:: Source document

Thompson v. Thompson
Thompson v. Thompson
Opinion of the Court
delivered the opinion of the court.
It appears, from the record in this case, that it was originally begun by an information by the attorney-general, upon the relation of John Thompson, a person alleged to be of weak mind, and the said John Thompson himself, to avoid a deed to the said defendants which he and his wife sealed and delivered and acknowledged in due form; but which it was alleged he, by reason of his infirmity of mind, was incapacitated from executing so as to be bound by it. The solicitor for the complainant discovering, after the appearance of the defendants, that the proceeding ought to have been by bill and by a next friend, applied to the court for leave to amend the proceeding by making what was an information technically a bill, and also by substituting Clara Thompson as a next friend of the said John Thompson, instead of the attorney-general, acting ex relatione. This application *230 was granted, and the case proceeded to hearing upon proofs before the chancellor, and the decree against the respondents from which this appeal was taken.
There is but a single cause of appeal prosecuted by the appellants, the respondents below, and that is that the amendment ought not to have been allowed. The question, therefore, made in the argument, was upon the power of the chancellor to allow such an amendment; the appellants contending that there was no power in the chancellor to allow the amendment made, for the reason that a total change of parties complainant was made, and the information was turned into a bill. The answer made was, that John Thompson, the non compos was an original party, and so remained since the amendment, though now acting through a next friend, instead of relator to the attorney-general; and that informations and bills were, in all essential particulars, the same; and the change in this case was a proper one, and not unusual in chancery cases.

::::
:: Extracted information

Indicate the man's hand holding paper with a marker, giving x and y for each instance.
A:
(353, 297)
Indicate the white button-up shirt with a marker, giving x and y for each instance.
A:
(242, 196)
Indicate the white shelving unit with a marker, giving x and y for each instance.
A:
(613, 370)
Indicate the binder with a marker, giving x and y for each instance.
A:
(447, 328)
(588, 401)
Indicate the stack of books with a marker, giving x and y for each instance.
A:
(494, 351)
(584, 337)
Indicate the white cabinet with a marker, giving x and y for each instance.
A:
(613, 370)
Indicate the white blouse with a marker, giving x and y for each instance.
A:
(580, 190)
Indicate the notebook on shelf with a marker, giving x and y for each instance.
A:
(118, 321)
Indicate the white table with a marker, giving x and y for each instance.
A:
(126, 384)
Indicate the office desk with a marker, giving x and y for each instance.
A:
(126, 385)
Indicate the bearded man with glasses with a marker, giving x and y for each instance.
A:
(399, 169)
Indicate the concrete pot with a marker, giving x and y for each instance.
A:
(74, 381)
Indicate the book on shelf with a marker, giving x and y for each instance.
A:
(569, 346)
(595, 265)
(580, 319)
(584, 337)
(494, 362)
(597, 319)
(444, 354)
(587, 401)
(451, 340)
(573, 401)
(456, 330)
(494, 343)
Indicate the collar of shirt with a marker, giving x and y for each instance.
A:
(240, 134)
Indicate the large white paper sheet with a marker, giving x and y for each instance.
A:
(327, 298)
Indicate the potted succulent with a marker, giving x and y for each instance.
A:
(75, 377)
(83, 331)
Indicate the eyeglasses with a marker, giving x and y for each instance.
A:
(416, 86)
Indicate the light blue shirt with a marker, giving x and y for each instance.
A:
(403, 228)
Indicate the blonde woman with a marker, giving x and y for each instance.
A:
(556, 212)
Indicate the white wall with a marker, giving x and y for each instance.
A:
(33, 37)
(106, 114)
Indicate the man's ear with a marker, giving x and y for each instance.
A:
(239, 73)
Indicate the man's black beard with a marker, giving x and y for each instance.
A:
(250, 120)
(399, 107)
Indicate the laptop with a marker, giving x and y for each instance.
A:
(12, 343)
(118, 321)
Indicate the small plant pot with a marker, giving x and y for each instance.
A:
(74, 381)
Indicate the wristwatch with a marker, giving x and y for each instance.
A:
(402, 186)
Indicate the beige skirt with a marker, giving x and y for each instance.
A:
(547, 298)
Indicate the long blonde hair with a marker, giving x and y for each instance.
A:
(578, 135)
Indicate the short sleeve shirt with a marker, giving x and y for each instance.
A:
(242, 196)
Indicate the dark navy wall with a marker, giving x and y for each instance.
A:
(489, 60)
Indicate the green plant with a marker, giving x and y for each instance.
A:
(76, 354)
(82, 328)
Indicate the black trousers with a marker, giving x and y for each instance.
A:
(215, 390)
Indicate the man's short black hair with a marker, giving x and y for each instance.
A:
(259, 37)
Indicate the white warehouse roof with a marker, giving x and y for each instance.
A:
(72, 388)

::::
:: Extracted information

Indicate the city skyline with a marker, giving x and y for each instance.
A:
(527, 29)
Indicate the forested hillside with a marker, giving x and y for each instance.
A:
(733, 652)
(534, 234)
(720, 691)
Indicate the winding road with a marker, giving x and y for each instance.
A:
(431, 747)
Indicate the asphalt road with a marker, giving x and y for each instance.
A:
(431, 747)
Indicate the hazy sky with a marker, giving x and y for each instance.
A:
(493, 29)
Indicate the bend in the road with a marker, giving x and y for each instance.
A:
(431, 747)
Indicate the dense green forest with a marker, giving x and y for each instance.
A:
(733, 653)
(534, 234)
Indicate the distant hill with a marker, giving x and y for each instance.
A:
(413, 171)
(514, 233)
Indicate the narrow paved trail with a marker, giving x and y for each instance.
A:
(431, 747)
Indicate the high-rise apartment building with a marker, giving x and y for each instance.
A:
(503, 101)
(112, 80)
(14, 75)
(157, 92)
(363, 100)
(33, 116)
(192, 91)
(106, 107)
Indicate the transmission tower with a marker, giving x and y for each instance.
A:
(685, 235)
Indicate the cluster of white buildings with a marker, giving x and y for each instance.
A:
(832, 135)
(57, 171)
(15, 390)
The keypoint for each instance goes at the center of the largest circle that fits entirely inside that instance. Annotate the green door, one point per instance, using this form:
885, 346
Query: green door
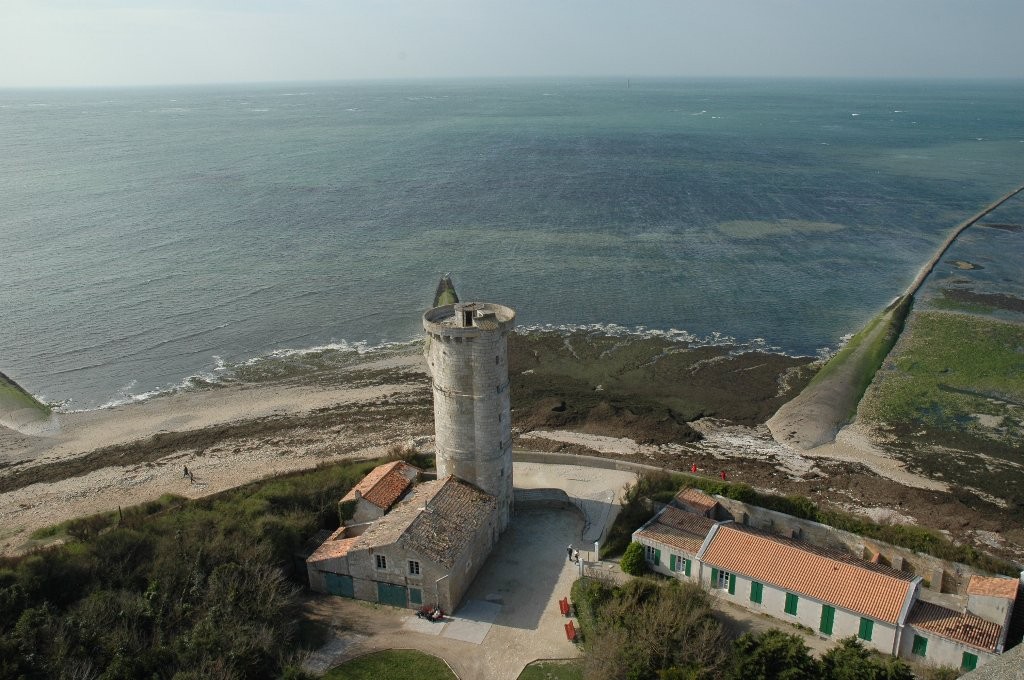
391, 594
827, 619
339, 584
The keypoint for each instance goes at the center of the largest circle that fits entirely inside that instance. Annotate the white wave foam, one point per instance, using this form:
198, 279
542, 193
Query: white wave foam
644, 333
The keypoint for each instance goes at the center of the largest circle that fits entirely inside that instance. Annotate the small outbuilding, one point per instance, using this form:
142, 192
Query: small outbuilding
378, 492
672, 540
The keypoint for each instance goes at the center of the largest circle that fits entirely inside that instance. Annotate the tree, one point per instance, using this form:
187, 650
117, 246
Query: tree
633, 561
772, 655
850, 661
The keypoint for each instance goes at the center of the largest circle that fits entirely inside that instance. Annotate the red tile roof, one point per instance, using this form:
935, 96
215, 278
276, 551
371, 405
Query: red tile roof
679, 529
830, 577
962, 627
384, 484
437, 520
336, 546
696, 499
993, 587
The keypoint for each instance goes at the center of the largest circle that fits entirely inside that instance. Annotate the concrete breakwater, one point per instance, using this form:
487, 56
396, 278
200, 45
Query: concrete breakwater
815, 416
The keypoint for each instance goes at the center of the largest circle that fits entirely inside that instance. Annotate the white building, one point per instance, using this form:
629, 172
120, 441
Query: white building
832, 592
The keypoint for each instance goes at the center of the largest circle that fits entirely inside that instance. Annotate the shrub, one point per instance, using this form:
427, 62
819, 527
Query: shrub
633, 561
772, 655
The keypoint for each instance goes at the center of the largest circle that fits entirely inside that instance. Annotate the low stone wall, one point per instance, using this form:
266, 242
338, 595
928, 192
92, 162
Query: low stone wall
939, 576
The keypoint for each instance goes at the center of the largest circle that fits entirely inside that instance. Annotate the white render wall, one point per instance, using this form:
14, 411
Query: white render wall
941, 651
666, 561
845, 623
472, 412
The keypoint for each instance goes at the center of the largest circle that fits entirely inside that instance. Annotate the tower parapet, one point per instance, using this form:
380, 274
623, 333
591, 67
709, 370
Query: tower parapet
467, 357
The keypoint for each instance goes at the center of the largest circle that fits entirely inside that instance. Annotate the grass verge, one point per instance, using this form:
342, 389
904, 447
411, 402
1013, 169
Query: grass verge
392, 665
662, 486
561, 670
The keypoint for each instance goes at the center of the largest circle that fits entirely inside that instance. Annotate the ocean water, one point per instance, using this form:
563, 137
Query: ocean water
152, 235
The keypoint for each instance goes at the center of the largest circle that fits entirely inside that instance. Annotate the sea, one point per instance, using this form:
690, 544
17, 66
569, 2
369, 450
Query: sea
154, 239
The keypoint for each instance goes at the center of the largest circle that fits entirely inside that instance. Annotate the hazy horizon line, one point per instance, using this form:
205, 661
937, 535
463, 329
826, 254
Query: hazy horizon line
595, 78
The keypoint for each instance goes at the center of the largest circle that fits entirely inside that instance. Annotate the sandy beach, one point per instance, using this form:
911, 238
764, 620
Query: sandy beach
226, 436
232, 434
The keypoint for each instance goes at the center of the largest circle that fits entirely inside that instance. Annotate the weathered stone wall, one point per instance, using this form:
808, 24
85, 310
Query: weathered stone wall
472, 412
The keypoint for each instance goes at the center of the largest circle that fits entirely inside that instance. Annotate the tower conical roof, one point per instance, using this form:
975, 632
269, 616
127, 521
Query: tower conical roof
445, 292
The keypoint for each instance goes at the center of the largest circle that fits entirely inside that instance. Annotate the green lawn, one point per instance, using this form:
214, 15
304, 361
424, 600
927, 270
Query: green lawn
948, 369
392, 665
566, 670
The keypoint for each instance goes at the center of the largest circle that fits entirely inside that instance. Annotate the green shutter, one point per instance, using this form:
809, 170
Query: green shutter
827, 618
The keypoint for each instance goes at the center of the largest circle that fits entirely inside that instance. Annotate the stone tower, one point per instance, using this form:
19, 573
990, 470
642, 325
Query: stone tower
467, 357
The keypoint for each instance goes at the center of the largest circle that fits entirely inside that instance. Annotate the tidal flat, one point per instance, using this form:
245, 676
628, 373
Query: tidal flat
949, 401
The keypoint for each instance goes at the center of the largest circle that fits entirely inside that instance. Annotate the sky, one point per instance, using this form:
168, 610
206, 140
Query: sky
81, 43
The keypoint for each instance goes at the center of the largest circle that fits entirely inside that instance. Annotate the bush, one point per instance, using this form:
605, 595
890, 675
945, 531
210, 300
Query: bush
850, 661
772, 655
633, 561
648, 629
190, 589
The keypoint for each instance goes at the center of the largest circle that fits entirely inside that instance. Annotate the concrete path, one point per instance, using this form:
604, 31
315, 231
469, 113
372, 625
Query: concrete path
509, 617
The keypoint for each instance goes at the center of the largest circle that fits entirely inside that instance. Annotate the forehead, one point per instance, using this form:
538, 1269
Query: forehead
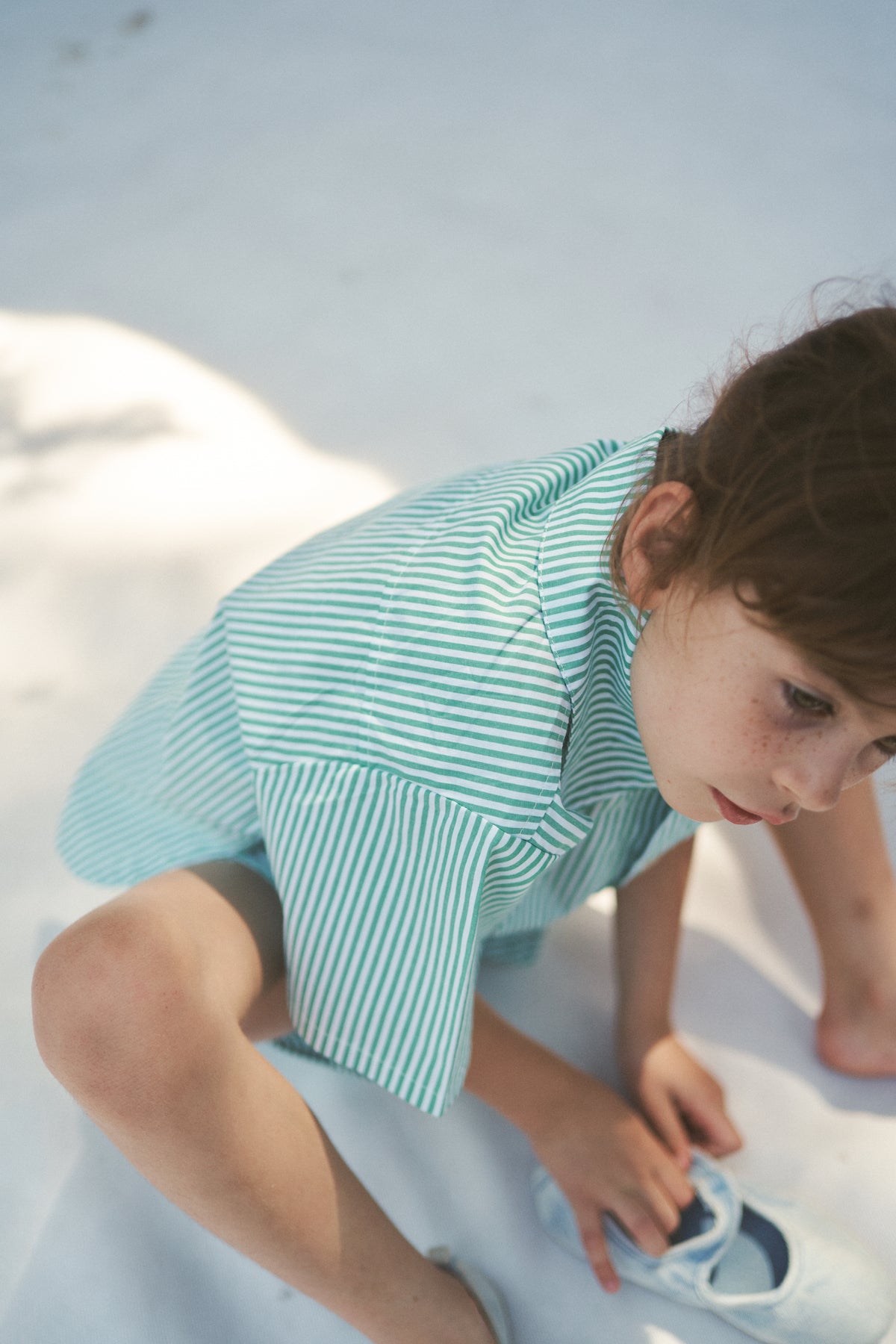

::::

* **Written request 1**
Reproduce the court opinion word for word between "There is but" and "in chancery cases.", inclusive.
* **Written request 2**
In the court opinion, who was put in as John Thompson's next friend in place of the attorney-general?
Answer from the court opinion alone.

* **Complete response 1**
There is but a single cause of appeal prosecuted by the appellants, the respondents below, and that is that the amendment ought not to have been allowed. The question, therefore, made in the argument, was upon the power of the chancellor to allow such an amendment; the appellants contending that there was no power in the chancellor to allow the amendment made, for the reason that a total change of parties complainant was made, and the information was turned into a bill. The answer made was, that John Thompson, the non compos was an original party, and so remained since the amendment, though now acting through a next friend, instead of relator to the attorney-general; and that informations and bills were, in all essential particulars, the same; and the change in this case was a proper one, and not unusual in chancery cases.

* **Complete response 2**
Clara Thompson